■ What to work on
Copy the records from the line containing "Where can the horse be" through the end of the records, substituting "spire" for each "minaret" and leaving everything else as it is.

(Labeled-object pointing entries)
╭──
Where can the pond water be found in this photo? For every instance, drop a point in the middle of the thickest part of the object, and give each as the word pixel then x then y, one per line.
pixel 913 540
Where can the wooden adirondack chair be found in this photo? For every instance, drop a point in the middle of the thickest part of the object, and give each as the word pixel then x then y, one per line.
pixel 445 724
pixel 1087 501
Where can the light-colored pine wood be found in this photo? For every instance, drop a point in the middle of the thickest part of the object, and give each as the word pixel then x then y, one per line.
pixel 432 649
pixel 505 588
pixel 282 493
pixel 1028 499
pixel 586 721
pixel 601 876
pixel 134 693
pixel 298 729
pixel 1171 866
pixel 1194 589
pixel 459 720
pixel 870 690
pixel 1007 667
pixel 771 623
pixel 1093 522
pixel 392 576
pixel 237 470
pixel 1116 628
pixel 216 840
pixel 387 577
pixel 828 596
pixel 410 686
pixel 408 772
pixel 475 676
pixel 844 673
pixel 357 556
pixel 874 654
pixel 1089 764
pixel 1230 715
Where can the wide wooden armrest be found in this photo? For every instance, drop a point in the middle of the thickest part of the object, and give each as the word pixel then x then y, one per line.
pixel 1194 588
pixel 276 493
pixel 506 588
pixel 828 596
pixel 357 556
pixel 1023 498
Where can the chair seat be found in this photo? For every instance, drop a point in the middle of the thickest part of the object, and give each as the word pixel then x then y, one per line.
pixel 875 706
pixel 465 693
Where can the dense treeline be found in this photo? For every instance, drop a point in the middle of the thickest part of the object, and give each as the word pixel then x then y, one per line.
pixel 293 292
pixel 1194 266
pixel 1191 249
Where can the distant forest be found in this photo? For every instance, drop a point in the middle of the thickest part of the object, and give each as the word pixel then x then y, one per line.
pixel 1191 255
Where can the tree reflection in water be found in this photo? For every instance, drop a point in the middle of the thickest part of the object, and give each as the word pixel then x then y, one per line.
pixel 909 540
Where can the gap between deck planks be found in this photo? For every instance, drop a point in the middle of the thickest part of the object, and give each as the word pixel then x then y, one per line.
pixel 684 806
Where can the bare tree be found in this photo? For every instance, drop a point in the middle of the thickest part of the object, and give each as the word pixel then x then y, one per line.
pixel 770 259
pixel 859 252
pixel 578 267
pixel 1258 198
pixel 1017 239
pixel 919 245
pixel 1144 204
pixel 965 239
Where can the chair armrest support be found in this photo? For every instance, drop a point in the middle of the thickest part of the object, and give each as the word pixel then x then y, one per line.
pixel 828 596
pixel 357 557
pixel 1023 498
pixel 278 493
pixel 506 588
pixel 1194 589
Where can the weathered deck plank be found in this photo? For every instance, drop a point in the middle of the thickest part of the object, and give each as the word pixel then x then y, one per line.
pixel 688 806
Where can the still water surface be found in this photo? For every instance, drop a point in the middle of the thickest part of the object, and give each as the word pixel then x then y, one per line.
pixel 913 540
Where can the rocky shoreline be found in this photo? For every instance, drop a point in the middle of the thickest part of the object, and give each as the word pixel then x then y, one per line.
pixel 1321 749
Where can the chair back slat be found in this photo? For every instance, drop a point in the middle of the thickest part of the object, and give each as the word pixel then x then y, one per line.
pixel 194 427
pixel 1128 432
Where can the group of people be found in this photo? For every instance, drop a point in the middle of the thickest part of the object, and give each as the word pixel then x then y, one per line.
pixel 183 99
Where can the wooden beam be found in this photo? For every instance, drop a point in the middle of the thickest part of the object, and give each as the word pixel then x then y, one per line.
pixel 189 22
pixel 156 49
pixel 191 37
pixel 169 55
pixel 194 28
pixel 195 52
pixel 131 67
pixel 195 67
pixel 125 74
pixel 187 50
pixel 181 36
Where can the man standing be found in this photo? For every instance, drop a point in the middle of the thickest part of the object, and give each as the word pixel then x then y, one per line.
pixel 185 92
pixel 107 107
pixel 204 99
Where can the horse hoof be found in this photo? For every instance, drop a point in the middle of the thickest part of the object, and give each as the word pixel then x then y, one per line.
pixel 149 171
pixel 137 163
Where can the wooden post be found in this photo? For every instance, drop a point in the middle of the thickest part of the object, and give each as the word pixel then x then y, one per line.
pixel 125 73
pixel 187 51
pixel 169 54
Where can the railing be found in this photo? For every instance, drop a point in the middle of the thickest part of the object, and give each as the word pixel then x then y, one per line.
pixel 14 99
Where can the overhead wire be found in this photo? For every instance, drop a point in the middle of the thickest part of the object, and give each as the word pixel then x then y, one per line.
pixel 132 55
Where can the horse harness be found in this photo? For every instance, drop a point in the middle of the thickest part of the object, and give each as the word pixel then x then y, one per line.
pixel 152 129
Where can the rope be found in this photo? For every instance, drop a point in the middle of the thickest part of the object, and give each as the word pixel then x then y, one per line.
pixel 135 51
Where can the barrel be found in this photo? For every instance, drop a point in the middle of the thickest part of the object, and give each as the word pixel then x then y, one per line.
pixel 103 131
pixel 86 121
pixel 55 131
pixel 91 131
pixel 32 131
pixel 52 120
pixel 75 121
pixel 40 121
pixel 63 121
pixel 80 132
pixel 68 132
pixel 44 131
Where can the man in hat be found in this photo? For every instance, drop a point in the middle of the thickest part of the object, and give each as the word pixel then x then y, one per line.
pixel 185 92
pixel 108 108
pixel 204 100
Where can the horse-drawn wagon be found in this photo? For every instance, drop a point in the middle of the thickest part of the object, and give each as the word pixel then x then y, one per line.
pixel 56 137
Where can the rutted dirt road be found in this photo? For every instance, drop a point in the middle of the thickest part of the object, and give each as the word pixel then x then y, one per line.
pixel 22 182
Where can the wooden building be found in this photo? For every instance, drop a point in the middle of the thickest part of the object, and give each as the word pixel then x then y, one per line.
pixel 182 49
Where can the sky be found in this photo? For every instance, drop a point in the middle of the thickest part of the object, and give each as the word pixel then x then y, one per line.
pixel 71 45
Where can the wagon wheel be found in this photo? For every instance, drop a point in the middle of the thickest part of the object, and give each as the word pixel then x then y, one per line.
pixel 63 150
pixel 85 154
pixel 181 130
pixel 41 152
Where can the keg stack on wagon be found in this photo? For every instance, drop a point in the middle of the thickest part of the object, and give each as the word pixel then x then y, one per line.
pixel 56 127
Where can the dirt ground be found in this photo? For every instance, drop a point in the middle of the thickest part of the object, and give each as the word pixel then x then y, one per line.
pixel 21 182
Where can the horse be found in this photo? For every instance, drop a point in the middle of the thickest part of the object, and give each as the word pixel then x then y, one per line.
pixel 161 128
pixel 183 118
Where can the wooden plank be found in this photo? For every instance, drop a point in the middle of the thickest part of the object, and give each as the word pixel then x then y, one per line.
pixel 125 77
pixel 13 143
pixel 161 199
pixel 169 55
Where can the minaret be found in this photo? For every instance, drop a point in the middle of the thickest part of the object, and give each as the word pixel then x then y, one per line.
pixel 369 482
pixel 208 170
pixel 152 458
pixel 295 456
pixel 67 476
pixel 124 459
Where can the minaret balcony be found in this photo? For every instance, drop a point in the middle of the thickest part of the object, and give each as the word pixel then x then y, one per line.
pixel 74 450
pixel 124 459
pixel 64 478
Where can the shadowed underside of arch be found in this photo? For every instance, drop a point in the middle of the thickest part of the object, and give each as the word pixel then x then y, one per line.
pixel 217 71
╰──
■ Written answer
Where can the horse be found in this photo? For every instance, drop a point in the middle of the thickest part of the object, and give each as the word pixel then x then y, one per line.
pixel 161 128
pixel 183 118
Where can the wooden plank be found in this photo? For every instance, drop a point in the middle of the thickest part of the object, and give each as the word pixel then x then y, one per line.
pixel 125 77
pixel 13 143
pixel 161 199
pixel 169 55
Where can the spire be found in this photo? For every instance, drop a point in the middle of the thickest part of the object, and give each as the word pixel then x then y, one per line.
pixel 369 482
pixel 208 170
pixel 152 458
pixel 295 456
pixel 67 476
pixel 124 459
Where can the spire balcony be found in this photo? For every instance, drop a point in the middle of the thickest part of the object, and give each as the word pixel then x then y, one per line.
pixel 74 450
pixel 124 459
pixel 64 478
Where can the shadowed underside of arch be found in this photo? For every instance, drop a point in the middle of the thickest part of the object, and give each as the word pixel then x then y, one per line.
pixel 217 71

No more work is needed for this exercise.